What to produce.
Count the lines of data below that include "cosmos". Provide only the number.

Given information.
'''
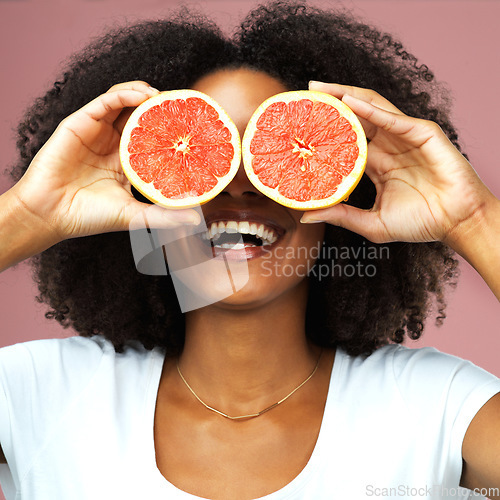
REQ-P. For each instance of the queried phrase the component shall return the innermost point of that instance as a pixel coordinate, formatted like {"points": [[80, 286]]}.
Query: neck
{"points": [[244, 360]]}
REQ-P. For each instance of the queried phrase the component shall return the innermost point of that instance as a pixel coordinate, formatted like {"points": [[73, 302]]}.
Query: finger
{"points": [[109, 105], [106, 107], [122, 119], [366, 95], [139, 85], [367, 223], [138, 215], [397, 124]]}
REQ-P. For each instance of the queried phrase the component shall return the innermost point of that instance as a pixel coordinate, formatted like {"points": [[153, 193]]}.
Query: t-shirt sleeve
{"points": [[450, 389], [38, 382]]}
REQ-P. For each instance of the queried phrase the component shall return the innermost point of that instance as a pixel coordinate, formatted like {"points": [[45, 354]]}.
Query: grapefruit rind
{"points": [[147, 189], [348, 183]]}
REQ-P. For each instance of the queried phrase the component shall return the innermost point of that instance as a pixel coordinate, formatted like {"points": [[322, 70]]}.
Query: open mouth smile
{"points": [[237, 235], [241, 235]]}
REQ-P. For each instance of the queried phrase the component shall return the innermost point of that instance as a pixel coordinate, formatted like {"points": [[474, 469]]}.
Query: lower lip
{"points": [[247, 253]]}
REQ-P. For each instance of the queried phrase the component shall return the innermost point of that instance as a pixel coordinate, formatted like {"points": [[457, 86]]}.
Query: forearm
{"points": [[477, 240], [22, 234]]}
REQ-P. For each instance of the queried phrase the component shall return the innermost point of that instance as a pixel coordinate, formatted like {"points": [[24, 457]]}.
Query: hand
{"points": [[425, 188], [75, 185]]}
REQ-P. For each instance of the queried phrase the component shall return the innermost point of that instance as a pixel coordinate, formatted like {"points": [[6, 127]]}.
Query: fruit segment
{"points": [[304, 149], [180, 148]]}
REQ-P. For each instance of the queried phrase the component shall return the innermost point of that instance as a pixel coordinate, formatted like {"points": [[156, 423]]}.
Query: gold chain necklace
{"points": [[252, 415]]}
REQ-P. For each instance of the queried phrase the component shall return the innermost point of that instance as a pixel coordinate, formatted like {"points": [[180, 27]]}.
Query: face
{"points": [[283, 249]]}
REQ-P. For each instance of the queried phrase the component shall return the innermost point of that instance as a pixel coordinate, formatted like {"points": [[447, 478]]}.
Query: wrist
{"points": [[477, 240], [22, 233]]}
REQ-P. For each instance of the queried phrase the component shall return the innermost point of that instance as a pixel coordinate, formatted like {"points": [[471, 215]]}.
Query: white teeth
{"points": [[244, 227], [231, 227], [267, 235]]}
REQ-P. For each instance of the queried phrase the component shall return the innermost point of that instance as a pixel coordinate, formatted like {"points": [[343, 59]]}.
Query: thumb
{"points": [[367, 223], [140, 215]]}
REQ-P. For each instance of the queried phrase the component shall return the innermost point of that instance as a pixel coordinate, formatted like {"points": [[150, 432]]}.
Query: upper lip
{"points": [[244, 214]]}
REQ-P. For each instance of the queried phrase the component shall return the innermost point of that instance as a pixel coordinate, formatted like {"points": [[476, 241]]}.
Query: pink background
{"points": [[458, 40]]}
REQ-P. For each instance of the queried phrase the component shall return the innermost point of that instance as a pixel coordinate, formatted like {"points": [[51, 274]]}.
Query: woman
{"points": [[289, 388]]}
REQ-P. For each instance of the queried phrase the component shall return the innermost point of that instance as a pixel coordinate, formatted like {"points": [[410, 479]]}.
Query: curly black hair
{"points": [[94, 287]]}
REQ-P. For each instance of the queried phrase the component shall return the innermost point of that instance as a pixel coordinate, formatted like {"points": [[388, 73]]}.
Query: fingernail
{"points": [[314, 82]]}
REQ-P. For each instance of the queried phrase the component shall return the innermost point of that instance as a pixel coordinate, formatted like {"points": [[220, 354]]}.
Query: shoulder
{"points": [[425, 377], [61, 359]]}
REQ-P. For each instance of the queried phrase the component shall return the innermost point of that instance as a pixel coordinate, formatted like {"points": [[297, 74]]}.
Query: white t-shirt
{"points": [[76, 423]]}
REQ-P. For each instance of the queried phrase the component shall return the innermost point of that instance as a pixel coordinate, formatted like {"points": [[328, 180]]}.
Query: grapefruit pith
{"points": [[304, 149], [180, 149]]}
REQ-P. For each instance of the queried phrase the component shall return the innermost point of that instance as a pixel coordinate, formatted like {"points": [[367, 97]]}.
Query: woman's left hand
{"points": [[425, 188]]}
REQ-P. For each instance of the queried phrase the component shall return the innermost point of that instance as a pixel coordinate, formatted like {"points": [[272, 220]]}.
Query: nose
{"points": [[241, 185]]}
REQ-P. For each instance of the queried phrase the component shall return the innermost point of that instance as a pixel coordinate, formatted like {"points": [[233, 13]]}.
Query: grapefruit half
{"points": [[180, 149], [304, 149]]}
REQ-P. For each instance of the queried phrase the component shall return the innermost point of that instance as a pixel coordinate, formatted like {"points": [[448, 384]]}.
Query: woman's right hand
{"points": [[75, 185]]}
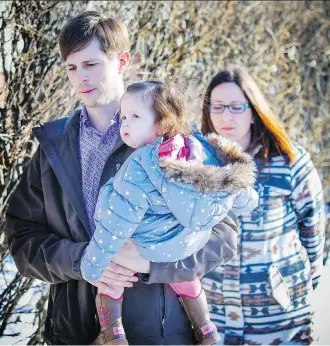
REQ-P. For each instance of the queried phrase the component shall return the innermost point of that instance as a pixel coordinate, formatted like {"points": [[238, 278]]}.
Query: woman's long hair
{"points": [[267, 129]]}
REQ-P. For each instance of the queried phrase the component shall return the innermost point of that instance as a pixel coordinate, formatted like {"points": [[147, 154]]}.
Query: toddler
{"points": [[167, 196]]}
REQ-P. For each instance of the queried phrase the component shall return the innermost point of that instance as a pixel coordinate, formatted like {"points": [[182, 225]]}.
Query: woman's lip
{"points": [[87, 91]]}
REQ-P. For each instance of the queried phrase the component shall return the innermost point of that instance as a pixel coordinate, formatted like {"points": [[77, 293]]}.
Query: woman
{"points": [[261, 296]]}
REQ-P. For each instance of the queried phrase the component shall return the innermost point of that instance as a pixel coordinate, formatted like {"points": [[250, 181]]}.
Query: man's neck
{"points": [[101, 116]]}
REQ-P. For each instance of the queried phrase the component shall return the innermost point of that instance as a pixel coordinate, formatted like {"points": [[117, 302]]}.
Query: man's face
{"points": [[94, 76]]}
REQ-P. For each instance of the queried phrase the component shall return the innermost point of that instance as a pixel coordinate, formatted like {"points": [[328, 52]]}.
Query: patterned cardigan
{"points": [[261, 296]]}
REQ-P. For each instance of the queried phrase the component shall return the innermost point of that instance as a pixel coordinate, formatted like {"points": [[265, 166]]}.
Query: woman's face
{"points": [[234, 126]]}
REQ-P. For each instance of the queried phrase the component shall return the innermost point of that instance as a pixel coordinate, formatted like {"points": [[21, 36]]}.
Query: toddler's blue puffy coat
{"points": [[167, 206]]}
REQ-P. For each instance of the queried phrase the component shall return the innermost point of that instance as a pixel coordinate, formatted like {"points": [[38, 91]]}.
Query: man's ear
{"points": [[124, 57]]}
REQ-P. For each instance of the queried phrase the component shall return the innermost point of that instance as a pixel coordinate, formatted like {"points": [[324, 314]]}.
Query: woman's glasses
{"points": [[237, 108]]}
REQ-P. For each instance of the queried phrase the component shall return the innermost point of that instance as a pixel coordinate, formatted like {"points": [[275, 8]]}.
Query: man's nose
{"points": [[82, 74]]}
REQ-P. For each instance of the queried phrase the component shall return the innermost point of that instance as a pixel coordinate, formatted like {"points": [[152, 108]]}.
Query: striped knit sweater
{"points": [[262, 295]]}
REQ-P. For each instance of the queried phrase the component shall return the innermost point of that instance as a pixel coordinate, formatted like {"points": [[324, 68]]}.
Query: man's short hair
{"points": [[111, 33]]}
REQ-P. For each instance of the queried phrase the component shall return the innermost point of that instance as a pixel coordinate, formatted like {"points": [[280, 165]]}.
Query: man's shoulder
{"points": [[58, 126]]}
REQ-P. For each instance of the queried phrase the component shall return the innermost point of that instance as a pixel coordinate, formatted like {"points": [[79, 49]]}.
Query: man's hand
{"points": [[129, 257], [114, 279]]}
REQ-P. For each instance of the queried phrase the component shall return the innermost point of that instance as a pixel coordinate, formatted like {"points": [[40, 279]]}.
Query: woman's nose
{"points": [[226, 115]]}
'''
'''
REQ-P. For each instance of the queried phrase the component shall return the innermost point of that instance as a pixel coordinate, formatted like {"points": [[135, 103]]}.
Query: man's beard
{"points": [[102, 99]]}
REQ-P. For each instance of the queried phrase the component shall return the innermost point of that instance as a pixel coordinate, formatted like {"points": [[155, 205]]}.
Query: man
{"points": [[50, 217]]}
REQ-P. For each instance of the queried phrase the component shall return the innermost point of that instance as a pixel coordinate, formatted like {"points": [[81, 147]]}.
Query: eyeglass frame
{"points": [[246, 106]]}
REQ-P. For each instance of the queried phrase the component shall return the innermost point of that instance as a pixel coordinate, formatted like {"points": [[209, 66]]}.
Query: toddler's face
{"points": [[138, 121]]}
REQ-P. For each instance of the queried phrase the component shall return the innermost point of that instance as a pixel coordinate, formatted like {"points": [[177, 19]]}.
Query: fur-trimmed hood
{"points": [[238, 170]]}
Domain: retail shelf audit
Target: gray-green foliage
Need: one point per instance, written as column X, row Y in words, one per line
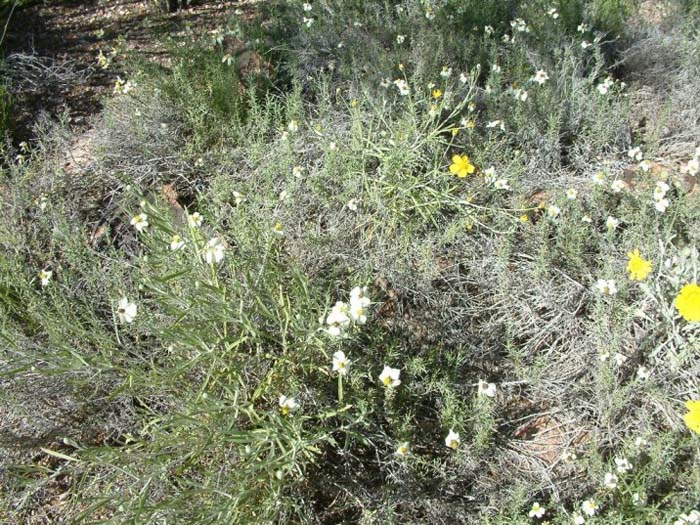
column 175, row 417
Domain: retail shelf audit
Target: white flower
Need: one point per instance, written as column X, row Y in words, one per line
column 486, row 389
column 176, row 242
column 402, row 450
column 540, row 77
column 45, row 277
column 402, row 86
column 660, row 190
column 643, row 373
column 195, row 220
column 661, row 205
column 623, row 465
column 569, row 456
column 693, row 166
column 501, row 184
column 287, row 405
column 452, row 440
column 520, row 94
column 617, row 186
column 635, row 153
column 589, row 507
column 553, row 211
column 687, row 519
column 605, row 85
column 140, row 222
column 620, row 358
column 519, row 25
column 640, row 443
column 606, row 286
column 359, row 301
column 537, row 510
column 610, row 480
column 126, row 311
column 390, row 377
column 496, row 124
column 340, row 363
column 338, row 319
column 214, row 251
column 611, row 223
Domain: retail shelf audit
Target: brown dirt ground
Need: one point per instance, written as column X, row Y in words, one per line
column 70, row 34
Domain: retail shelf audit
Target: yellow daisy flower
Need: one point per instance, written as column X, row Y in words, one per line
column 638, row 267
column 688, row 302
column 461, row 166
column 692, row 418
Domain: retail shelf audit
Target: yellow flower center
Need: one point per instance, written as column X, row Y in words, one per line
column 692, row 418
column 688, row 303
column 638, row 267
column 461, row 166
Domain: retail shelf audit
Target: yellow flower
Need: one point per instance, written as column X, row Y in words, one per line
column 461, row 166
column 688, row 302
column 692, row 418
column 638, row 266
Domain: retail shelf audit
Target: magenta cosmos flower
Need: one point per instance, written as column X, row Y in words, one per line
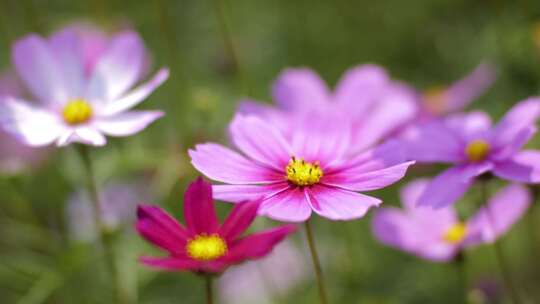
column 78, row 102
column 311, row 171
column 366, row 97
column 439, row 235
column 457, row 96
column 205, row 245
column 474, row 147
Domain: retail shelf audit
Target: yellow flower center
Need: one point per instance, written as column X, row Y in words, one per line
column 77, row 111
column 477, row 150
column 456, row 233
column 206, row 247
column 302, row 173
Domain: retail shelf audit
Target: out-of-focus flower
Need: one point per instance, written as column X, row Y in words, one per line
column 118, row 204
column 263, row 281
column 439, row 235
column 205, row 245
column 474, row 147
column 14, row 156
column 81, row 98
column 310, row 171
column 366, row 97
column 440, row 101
'''
'''
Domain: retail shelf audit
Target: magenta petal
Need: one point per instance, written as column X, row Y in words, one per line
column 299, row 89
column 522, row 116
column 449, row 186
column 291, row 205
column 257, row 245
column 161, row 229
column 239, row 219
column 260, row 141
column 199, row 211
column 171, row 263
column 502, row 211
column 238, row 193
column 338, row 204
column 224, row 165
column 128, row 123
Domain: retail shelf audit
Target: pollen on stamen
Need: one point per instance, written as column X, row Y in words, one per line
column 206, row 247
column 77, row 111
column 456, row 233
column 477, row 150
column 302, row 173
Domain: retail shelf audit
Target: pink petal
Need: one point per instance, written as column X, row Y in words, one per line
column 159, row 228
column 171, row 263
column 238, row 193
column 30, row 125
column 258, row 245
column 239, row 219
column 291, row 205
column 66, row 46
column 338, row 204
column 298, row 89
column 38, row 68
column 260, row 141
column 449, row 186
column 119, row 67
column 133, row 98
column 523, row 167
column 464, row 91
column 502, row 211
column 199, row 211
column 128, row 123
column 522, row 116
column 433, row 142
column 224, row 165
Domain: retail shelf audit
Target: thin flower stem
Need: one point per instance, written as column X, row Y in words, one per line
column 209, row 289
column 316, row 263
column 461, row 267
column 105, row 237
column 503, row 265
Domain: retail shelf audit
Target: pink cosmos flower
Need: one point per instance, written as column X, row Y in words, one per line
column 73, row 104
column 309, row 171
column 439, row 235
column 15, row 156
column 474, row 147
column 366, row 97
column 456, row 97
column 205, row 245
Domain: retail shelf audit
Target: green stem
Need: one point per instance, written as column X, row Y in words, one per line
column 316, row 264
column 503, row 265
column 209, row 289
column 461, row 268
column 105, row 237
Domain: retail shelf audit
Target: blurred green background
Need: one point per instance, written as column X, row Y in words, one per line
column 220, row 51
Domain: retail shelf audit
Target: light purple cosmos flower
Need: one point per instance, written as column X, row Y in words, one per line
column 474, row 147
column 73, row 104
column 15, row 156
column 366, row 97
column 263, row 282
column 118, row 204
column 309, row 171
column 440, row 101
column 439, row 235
'''
Response box.
3